Transcribe the records exactly from the line with "Category: bald head" to the end, both included.

(Object pointing dataset rows)
** Begin **

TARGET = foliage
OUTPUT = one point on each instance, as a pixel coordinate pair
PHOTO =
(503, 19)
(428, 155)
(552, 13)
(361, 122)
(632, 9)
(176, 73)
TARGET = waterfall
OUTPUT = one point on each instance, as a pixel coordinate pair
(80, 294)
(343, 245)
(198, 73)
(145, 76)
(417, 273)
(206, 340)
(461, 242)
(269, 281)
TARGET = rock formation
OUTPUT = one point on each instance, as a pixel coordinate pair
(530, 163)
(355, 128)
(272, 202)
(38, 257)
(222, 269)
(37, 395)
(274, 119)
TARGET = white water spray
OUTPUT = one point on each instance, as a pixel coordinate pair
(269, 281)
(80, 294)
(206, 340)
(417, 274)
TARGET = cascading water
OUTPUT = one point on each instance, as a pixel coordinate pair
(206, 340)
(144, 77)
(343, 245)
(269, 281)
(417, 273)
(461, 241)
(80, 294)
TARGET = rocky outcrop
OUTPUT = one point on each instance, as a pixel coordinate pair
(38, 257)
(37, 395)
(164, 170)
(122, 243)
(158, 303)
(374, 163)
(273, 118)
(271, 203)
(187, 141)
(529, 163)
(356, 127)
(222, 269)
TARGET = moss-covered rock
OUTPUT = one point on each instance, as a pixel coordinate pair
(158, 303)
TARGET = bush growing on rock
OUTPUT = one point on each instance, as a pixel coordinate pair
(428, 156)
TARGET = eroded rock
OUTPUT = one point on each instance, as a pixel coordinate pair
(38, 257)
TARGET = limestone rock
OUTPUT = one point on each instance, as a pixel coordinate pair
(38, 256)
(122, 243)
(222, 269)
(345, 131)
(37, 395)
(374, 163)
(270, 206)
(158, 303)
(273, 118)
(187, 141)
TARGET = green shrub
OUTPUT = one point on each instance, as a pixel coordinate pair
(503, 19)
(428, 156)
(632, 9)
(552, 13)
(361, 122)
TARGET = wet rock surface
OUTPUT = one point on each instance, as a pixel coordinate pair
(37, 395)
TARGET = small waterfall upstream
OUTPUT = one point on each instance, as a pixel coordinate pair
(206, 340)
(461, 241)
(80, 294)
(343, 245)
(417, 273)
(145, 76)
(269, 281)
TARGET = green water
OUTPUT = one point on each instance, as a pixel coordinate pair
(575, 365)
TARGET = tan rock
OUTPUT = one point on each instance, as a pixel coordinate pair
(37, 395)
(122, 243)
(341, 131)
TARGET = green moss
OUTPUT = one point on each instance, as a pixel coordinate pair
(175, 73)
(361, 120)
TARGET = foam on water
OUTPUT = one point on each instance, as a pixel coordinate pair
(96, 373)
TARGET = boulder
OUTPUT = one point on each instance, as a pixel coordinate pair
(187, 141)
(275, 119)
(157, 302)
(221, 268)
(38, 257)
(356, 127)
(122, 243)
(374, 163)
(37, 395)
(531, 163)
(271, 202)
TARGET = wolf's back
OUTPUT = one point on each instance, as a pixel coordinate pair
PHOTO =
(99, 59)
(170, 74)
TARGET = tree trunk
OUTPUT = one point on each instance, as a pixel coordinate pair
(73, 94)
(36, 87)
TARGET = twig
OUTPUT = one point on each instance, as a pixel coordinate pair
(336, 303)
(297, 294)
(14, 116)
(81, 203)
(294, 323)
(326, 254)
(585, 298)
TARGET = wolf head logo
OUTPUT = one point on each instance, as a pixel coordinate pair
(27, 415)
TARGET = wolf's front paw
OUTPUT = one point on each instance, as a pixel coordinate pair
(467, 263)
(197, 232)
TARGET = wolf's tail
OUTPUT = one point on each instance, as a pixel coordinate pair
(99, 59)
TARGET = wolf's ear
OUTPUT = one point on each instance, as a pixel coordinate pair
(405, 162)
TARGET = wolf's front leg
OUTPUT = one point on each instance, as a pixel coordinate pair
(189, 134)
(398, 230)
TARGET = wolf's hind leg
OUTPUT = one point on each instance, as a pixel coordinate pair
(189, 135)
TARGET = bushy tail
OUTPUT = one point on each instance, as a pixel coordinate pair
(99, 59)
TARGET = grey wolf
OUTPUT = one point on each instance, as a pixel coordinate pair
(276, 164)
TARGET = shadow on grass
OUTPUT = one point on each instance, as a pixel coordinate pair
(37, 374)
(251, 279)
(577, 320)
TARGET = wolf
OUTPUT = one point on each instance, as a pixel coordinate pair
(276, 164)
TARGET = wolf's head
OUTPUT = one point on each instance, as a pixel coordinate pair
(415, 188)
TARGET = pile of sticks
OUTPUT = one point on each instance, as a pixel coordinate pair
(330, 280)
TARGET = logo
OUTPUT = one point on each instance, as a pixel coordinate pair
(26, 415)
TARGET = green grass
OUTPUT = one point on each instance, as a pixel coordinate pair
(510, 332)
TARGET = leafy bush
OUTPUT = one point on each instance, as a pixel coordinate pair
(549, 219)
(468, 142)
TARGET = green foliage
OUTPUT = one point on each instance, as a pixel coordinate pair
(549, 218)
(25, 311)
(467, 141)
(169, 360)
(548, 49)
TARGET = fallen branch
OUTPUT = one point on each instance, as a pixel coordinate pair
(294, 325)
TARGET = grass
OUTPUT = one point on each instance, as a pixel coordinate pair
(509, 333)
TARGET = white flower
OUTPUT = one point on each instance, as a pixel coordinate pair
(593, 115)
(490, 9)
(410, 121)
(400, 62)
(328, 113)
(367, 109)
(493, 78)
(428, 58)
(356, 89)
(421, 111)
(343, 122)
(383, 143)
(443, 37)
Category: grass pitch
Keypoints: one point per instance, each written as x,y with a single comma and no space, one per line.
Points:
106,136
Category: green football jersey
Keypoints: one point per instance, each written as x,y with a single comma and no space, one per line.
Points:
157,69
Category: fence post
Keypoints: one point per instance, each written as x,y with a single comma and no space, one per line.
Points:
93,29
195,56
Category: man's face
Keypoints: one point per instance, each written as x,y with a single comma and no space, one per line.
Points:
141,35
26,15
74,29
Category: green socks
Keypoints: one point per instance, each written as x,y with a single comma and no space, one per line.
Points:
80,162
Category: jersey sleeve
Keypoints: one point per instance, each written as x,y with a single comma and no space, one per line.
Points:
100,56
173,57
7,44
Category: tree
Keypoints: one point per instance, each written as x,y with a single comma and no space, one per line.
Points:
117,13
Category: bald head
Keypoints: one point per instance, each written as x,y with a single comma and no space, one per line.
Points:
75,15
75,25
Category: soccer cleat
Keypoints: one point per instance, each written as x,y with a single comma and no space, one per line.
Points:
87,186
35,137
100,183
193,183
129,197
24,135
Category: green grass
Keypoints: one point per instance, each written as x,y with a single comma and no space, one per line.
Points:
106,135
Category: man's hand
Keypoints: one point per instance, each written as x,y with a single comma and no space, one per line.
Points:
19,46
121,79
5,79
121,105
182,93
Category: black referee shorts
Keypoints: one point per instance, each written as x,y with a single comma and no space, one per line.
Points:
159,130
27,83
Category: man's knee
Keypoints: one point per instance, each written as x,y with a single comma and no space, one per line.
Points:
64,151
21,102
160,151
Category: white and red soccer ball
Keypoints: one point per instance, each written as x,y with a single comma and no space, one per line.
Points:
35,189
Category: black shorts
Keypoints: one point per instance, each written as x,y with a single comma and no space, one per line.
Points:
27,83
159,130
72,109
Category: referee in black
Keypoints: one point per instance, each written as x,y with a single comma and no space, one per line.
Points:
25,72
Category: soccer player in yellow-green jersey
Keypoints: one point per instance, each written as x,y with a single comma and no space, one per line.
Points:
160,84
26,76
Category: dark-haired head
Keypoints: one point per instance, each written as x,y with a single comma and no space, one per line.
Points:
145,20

** End **

### Task response:
Category: bald head
Keypoints: one point per instance, each written as x,y with a single comma and no space, one per line.
Points:
75,15
75,25
Category: soccer cleat
Keypoints: one point per instance, each written as x,y with a single comma and no space, one per line.
Points:
87,186
35,137
100,183
193,183
129,197
24,135
Category: green grass
Keypoints: one point per instance, each written as x,y with a single comma and no space, one per line.
Points:
106,135
Category: man's hand
Keypoints: one point per instance, each written as x,y with a single comma and no space, one per line.
Points:
19,46
121,79
5,79
121,105
182,93
Category: black referee shorts
Keypoints: one point per instance, each written as x,y with a single comma and no space, one per line.
Points:
159,130
27,83
Category: man's knee
Keypoints: one point per instance, each written as x,y with a single comma and no space, one per line.
Points:
64,151
21,102
160,151
Category: white and red soccer ball
Keypoints: one point per instance, each written as x,y with a single comma and no space, one per line.
Points:
35,189
Category: black shorts
Keypoints: one point per instance, each written as x,y with a single comma and no space, one per line.
Points:
27,83
159,130
72,109
Category: referee in black
Keypoints: one point per instance, each written as x,y with a single comma and no space, one per line.
Points:
25,72
Category: soccer player in yellow-green jersey
Keypoints: one point per instance, each written as x,y with a single comma and no space, one per line.
Points:
160,84
26,76
Category: dark-haired head
Keypoints: one point per instance, each written as x,y with a single comma and no space, one per line.
Points:
145,20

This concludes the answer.